REQUIREMENTS
Write out every entry, unchanged. Skip any picture.

* begin EXERCISE MATERIALS *

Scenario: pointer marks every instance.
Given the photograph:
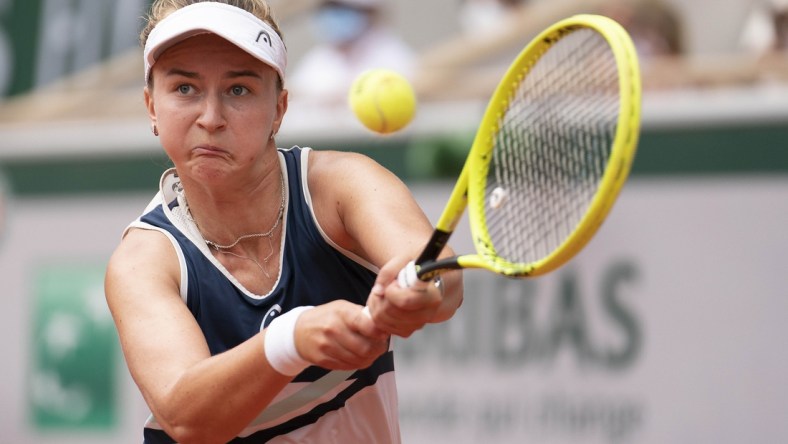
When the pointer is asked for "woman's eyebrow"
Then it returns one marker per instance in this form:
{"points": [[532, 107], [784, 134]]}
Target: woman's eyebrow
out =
{"points": [[183, 73], [244, 73]]}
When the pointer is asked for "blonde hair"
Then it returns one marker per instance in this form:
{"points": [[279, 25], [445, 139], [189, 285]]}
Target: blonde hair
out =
{"points": [[162, 8]]}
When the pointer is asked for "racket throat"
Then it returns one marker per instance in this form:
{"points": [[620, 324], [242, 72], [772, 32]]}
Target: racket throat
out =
{"points": [[434, 247]]}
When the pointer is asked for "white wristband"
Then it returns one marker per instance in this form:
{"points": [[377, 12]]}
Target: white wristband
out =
{"points": [[280, 343]]}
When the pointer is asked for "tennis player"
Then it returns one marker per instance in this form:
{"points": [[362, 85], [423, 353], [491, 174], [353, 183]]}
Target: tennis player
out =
{"points": [[256, 294]]}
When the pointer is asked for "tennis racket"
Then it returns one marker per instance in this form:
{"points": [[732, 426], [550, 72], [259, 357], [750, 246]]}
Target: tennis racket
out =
{"points": [[553, 150]]}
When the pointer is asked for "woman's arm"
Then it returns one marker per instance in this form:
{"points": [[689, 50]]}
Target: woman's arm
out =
{"points": [[366, 209], [194, 396]]}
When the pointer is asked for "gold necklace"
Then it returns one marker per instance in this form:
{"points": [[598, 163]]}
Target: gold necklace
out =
{"points": [[268, 234]]}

* end EXERCISE MATERIALS *

RESULT OF THE TASK
Scenario: pointer marks every instance.
Given the photograph:
When the pointer is asked for "woman's eyebrow"
Then it returns one marker per instance in this form:
{"points": [[532, 107], [784, 134]]}
Target: woman's eyebrow
out =
{"points": [[183, 73], [244, 73]]}
When the pointer is asked for "blonde hair"
Then it returns one marker per instance in this form:
{"points": [[279, 25], [445, 139], [189, 285]]}
Target: blonde hair
out =
{"points": [[162, 8]]}
When the pointer is asked for "racket throat"
Then it returns one marker per instance in this form:
{"points": [[620, 324], [242, 72], [772, 32]]}
Target: racket throat
out =
{"points": [[434, 247]]}
When the pointer is asked for "white wristband"
Then it returns one marker per instance in this form:
{"points": [[377, 12]]}
Target: white wristband
out =
{"points": [[280, 343]]}
When the pointer is asked for "tennis player"
Then it returns one marker per instance in this form:
{"points": [[362, 85], [423, 353], [491, 174], [353, 183]]}
Target: tennis player
out =
{"points": [[256, 294]]}
When the pointer is asked for "tennis racket"
Then it returns one marker per instance in this form:
{"points": [[732, 426], [550, 72], [259, 357], [750, 246]]}
Target: tennis racket
out =
{"points": [[553, 150]]}
When the pointer is asked for "woman's arm"
Then it returns one marker per instance in this form:
{"points": [[689, 50]]}
Target: woman's arm
out =
{"points": [[366, 209], [194, 396]]}
When the pointer is asked for "gold necklace"
Then it returns one marker per instance in this form:
{"points": [[598, 163]]}
Target: gold necklace
out =
{"points": [[268, 234]]}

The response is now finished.